* Exercise instructions
Report the count of lines in the records that contain "grass", without any added text.

• • • •

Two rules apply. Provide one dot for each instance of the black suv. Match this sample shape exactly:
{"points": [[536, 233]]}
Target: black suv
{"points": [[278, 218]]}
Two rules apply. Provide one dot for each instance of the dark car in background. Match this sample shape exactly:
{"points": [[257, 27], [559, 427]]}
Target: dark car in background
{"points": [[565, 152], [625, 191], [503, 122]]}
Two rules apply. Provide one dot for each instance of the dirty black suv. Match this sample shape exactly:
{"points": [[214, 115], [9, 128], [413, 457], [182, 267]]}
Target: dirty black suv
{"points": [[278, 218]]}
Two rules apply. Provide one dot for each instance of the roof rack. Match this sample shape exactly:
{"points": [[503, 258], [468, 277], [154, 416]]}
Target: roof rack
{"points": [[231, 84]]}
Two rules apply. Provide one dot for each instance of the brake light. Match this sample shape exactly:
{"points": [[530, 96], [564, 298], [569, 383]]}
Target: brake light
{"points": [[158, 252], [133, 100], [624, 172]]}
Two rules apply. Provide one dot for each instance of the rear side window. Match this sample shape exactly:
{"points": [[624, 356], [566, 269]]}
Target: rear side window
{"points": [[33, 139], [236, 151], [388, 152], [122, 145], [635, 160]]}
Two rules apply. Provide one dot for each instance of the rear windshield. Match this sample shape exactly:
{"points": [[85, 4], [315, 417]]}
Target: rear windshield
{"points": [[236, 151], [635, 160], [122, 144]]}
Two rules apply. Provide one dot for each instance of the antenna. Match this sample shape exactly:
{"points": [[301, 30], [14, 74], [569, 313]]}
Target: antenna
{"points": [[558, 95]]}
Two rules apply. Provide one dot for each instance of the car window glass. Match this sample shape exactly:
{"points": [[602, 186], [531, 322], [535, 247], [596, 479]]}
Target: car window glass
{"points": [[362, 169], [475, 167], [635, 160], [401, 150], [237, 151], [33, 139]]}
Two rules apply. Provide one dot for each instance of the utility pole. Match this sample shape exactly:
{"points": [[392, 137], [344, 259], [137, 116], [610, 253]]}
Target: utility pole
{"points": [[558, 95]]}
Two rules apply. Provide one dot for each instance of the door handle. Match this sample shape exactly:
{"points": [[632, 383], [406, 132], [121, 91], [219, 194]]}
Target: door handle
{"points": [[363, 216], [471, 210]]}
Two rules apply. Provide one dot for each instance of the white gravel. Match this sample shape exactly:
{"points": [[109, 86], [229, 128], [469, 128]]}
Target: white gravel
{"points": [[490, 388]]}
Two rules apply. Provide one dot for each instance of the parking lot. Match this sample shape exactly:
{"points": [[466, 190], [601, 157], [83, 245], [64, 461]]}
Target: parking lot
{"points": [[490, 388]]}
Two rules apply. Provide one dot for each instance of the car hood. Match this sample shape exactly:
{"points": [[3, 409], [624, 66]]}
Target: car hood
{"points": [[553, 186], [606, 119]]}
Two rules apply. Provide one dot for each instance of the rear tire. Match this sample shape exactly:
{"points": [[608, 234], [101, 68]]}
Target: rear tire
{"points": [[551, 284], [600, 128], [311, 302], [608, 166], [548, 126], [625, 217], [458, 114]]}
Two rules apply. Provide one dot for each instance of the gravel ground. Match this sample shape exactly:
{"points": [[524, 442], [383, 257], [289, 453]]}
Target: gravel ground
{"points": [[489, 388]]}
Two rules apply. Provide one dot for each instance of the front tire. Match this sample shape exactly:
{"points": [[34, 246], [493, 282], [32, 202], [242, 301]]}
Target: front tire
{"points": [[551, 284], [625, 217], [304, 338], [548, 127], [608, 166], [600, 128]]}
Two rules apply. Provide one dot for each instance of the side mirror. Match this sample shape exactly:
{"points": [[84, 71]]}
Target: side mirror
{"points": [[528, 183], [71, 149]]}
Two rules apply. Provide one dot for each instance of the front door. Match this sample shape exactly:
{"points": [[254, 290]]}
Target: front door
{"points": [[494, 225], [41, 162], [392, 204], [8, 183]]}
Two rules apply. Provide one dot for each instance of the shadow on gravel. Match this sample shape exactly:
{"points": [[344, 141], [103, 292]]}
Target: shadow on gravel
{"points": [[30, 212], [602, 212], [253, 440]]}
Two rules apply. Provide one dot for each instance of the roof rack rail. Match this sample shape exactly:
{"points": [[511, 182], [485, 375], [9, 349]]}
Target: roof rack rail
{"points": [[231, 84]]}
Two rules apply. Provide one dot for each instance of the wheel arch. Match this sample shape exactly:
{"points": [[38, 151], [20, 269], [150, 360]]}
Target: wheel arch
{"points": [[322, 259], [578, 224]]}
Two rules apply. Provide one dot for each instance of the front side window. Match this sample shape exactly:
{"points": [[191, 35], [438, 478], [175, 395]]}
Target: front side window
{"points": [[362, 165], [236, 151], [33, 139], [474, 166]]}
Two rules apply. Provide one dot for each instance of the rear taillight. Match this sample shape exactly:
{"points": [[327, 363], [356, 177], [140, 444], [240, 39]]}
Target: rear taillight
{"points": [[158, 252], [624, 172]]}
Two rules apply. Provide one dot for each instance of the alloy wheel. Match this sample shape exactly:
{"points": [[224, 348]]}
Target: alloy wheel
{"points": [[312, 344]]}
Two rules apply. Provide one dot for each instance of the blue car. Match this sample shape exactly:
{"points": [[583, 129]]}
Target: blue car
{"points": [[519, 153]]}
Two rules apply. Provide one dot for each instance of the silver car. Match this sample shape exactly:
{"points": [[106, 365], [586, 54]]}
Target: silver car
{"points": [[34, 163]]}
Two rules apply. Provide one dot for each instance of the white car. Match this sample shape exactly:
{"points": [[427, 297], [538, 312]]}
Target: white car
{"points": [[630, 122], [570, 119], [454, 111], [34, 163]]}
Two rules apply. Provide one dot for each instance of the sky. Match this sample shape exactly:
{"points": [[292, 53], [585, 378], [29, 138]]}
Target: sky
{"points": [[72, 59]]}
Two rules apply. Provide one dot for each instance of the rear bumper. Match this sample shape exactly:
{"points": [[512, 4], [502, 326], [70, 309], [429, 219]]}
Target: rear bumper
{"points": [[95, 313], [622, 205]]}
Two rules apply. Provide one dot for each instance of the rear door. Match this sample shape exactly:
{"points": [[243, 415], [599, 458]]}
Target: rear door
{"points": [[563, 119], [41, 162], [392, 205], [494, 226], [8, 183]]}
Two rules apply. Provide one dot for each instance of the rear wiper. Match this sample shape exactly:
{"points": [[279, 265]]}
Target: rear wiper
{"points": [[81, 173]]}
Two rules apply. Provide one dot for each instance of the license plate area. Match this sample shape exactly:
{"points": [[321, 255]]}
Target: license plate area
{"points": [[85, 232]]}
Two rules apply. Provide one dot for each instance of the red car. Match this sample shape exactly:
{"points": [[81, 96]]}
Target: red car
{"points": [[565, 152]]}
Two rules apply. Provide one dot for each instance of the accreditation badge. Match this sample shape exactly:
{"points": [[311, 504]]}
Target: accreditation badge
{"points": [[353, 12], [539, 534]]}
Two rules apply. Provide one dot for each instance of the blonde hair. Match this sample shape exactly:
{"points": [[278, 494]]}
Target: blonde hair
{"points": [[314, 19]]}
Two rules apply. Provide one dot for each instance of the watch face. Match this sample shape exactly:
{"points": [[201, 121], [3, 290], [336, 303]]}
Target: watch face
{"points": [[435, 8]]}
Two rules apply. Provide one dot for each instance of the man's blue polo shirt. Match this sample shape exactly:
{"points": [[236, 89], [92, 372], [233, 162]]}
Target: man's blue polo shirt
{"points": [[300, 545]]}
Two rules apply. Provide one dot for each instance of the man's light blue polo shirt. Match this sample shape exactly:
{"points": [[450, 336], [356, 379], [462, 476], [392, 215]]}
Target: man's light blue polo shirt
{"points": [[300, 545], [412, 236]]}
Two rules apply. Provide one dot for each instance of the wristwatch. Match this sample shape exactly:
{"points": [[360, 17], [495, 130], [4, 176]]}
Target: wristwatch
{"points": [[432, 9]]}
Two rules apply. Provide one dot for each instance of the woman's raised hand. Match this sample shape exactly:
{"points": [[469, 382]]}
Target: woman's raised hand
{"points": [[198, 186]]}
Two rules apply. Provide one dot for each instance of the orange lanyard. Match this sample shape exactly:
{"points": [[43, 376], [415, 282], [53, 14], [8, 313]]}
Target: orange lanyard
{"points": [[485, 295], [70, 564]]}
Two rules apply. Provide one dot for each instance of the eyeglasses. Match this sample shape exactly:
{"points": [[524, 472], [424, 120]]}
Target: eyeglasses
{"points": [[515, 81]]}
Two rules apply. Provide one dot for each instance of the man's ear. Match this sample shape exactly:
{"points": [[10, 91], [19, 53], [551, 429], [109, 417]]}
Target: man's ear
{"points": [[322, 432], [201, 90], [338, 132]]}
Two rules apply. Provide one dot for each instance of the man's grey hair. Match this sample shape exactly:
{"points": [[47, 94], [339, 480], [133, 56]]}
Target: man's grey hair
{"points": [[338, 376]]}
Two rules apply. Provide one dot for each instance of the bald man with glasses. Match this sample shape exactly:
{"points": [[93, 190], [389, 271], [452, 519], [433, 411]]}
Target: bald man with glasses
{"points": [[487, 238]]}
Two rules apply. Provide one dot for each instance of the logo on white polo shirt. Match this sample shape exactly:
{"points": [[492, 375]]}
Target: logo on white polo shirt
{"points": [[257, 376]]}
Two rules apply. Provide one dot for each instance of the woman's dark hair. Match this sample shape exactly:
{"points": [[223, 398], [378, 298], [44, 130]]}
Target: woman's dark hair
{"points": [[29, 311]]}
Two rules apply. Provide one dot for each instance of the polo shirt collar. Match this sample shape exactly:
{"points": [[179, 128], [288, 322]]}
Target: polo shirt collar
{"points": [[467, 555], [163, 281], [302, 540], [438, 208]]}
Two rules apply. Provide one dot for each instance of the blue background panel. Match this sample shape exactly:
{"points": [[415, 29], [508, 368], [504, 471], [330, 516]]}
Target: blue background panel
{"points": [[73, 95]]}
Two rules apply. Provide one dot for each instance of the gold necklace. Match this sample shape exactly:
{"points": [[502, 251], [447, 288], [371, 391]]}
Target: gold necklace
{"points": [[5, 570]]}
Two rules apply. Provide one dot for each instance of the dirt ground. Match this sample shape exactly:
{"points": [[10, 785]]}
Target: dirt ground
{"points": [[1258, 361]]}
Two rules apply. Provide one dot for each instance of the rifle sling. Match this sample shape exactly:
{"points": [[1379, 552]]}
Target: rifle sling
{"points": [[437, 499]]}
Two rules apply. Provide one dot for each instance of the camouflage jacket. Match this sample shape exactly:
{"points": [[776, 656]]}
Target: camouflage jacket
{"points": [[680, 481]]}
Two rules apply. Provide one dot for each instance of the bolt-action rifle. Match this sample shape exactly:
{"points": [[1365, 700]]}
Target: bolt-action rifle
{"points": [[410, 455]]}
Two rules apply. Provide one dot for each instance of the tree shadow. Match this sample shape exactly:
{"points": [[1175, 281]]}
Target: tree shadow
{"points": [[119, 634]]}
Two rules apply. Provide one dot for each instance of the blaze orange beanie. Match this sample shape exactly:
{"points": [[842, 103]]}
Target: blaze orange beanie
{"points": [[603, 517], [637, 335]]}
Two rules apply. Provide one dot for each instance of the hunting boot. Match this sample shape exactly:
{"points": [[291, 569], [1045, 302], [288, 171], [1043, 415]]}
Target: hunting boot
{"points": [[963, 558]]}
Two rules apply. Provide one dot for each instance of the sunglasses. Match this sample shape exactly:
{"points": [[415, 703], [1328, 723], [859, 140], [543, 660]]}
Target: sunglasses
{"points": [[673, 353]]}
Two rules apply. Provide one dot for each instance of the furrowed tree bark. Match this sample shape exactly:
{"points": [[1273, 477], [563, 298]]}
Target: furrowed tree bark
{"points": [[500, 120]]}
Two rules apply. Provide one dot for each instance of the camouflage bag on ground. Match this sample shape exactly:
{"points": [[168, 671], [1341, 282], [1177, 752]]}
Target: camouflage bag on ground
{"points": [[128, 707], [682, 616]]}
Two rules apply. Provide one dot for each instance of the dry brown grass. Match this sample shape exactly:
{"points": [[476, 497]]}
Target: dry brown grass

• • • •

* Expected answer
2